*To do*
Give back all of the data unchanged. Keep every word as it is.

== Segment start ==

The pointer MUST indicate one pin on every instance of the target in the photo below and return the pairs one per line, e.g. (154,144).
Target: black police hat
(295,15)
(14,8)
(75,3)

== Segment end ==

*Written solution*
The pointer MUST indicate one pin on every instance of the target in the photo below and return the pairs one per line, e.g. (154,144).
Target: black police hat
(295,15)
(14,8)
(75,3)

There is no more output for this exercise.